Task ->
Could you rewrite the entries below with "instance" changed to "object", keeping everything else the same and leaving out the pictures?

Material for this task ->
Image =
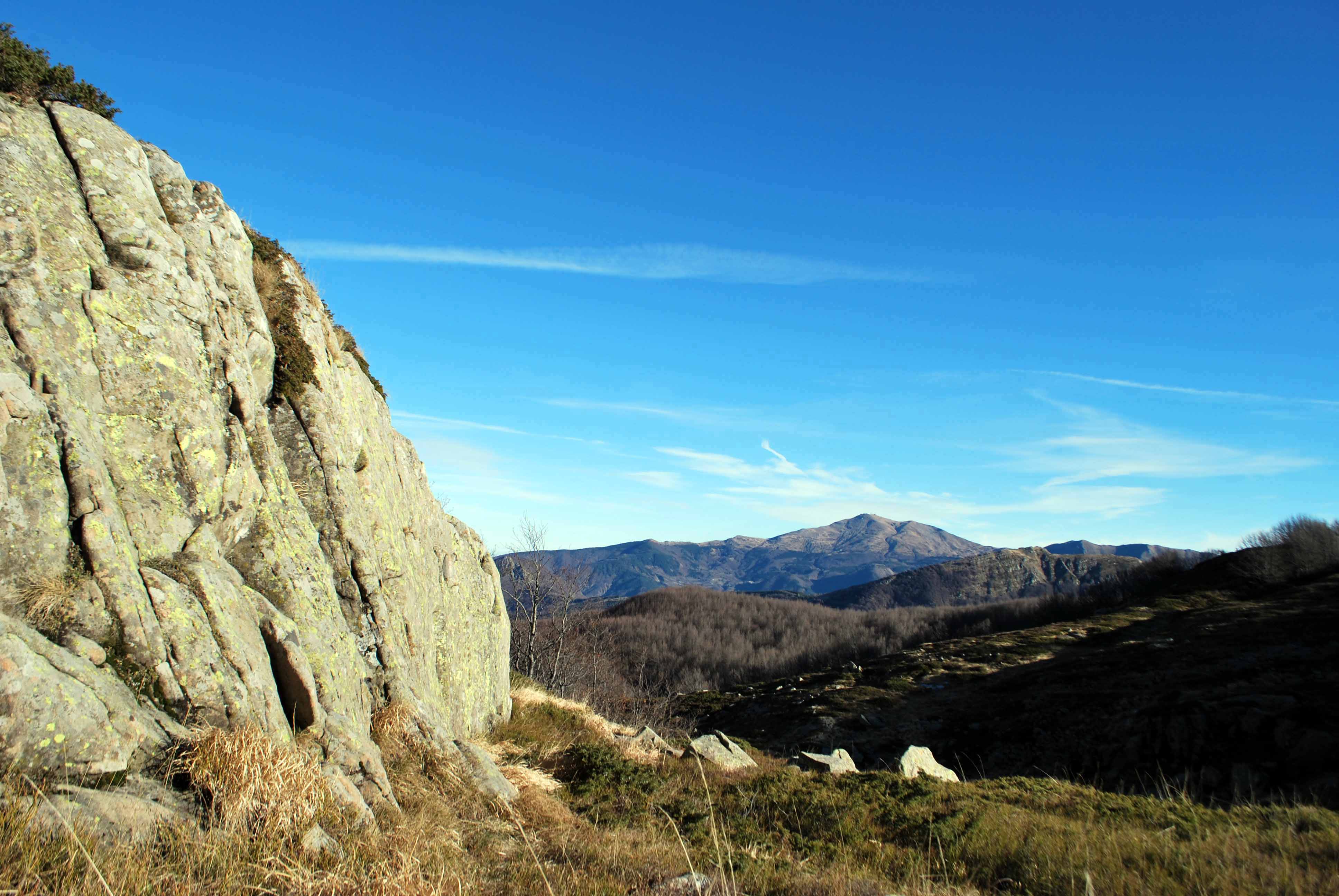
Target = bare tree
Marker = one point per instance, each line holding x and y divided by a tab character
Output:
542	595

Answer to the task ->
Image =
Target = bare tree
Marker = one point per object, each line holding x and y divided by a tab character
Output:
542	595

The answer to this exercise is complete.